The task: In the news report on the Alzheimer's study in mice, what journal published the findings?
Text excerpt Start Marker
The Yomiuri Shimbun
TOKYO — Researchers have alleviated Alzheimer's symptoms in mice by injecting them with a virus that breaks down an abnormal protein believed to cause the disease, a breakthrough that could open the way to new treatments in humans.
The researchers, led by Takaomi Saido, senior team leader at Riken's Brain Science Institute, reported the findings in the online version of British journal Scientific Reports.
The abnormal protein is thought to cause Alzheimer's when it accumulates in the brain. The team developed a virus containing genes of an enzyme that can break down the protein, and injected it into the mice.
Until now, researchers conducting gene therapy experiments on animal brains have implanted therapeutic viruses into target parts of the brains in a surgical operation.
Saido's team refined a virus with genes of an enzyme that breaks down the abnormal protein. Even when the virus is injected into a vein, and not into the brain itself, the enzyme is formed on nerve cells.
When the virus was injected in mice suffering Alzheimer's, they showed improved memory and lower levels of the abnormal protein, according to the research team.
The findings suggest it could be possible to treat Alzheimer's in humans using such injections.
"The team has made a step forward in terms of developing an innovative method that delivers [a therapeutic virus] to the brain," said Takeshi Iwatsubo, a University of Tokyo professor and neuropathology expert.
Text excerpt End Marker
Dataset excerpts Start Marker
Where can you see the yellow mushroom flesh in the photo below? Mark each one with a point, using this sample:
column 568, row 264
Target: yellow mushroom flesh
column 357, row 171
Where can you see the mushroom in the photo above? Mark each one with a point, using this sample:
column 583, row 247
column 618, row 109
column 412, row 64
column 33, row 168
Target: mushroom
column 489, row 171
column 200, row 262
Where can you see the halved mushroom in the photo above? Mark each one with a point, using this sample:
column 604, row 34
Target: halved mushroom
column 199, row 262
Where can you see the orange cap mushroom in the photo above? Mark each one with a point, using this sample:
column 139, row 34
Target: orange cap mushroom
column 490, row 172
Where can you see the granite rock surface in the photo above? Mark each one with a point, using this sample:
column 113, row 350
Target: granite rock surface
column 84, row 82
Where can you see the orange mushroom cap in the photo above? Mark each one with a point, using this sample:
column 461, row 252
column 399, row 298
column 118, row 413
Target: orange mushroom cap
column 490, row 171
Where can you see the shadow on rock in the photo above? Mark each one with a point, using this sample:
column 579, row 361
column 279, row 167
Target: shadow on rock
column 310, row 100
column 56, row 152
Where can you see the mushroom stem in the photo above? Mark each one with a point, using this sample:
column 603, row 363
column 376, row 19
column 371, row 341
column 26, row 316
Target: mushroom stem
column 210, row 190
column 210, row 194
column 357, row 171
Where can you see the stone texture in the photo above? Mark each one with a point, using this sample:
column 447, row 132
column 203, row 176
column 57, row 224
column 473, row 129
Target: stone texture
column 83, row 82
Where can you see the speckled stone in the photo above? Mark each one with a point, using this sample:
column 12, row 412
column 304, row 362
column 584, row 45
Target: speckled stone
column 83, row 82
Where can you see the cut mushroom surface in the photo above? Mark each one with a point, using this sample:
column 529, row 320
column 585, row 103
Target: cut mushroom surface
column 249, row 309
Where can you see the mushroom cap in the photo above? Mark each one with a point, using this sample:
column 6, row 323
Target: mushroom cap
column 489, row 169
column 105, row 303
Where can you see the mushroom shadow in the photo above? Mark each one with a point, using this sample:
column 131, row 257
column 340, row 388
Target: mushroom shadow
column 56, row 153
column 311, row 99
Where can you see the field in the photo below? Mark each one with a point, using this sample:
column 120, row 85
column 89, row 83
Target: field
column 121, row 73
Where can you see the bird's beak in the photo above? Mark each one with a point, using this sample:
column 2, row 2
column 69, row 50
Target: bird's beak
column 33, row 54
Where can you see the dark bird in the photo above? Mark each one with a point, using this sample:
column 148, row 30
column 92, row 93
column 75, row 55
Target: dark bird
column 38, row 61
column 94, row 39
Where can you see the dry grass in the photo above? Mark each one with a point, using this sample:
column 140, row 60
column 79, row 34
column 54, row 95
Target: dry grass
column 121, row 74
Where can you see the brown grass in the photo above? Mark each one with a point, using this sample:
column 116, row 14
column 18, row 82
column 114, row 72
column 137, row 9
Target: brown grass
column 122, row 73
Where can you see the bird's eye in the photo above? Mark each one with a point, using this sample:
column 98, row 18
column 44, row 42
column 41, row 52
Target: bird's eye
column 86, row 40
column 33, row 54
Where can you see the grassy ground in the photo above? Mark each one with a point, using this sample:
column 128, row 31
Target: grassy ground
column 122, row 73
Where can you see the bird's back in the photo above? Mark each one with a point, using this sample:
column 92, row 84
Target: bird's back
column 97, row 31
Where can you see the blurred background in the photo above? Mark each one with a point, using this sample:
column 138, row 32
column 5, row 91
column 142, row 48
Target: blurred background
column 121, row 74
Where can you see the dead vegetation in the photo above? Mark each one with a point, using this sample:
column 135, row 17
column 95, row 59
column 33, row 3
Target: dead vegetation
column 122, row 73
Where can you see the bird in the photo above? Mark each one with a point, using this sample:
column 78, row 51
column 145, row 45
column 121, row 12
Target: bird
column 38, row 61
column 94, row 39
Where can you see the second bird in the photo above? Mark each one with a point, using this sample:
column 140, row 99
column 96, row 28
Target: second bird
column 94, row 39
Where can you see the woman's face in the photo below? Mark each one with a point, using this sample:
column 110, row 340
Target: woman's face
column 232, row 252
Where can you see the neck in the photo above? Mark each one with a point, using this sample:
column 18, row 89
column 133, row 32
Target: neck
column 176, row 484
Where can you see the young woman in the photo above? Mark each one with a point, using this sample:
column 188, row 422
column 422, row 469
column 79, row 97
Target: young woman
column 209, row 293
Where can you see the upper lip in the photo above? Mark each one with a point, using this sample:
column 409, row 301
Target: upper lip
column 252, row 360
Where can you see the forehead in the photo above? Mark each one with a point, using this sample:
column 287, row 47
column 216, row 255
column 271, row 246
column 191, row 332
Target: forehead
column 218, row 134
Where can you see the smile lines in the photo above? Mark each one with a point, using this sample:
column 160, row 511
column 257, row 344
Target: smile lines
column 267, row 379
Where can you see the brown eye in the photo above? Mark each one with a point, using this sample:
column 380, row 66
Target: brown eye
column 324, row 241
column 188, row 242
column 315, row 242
Dataset excerpts End Marker
Result: Scientific Reports, a British journal (online version)